__TASK BRIEF__.
Copy out the following material word for word, leaving out the pictures.
________________________
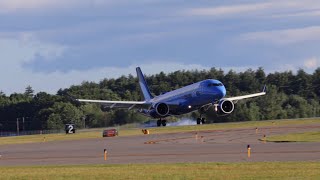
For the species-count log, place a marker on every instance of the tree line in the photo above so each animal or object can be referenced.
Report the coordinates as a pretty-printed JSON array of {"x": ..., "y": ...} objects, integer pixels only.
[{"x": 289, "y": 95}]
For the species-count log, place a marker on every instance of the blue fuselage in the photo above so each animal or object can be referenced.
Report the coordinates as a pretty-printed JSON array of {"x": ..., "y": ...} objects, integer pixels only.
[{"x": 191, "y": 97}]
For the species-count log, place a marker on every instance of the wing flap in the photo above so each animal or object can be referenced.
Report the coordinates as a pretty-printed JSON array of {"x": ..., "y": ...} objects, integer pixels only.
[
  {"x": 247, "y": 96},
  {"x": 118, "y": 104}
]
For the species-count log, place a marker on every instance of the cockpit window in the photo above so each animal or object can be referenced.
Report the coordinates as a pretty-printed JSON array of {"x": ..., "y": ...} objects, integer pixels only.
[{"x": 215, "y": 84}]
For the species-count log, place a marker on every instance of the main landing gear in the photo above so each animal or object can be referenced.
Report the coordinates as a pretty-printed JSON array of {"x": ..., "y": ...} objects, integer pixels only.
[
  {"x": 201, "y": 120},
  {"x": 161, "y": 121}
]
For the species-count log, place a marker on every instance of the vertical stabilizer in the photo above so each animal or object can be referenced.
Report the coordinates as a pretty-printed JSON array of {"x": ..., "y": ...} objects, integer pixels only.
[{"x": 143, "y": 85}]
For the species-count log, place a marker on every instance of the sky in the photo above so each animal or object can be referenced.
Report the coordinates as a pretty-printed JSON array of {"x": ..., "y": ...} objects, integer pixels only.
[{"x": 53, "y": 44}]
________________________
__EXERCISE RESULT__.
For the species-count log, place a marker on every instance of the tree line in the photo above so each animal or object can be referenced.
Report the coordinates as a pretty-printed JSON array of {"x": ..., "y": ...} objects, integer pixels only.
[{"x": 289, "y": 95}]
For the species-count log, place a marker on every instance of the blue fuselage in the photo above so each animal or object can be referenced.
Report the coordinates as a pretty-printed JSON array of {"x": ..., "y": ...} objects, integer pixels only.
[{"x": 191, "y": 97}]
For the species-count log, place a marker on every instance of the wing flap in the photo above so each animal or object can be referenced.
Report the coordinates as a pretty-printed JSON array of {"x": ..., "y": ...} objects, integer pixels only.
[
  {"x": 247, "y": 96},
  {"x": 118, "y": 104}
]
For the species-count log, place a marker on every instance of the cockpit window in the photo above so each animal or object can be referenced.
Report the coordinates as a pretty-printed JSON array of {"x": ..., "y": ...} objects, integer pixels only.
[{"x": 215, "y": 84}]
For the species-count log, place a marker on every instance of the main landing gear in the photo above so each animal or object can be referenced.
Report the coordinates as a pretty-printed JSON array of {"x": ..., "y": ...} objects, integer pixels only.
[
  {"x": 201, "y": 120},
  {"x": 161, "y": 121}
]
For the species-count log, place a marker on every instance of the vertical stabilizer in the photo above so each animal or object can be referenced.
Report the coordinates as a pretty-printed JSON array of {"x": ..., "y": ...} objects, integer pixels only.
[{"x": 143, "y": 85}]
For the species-count log, place a marker on every instance of the sky in the photo above so each animal or object can be referenced.
Report the coordinates as a pretty-printed JSON array of {"x": ..., "y": ...} objects, integer pixels only.
[{"x": 53, "y": 44}]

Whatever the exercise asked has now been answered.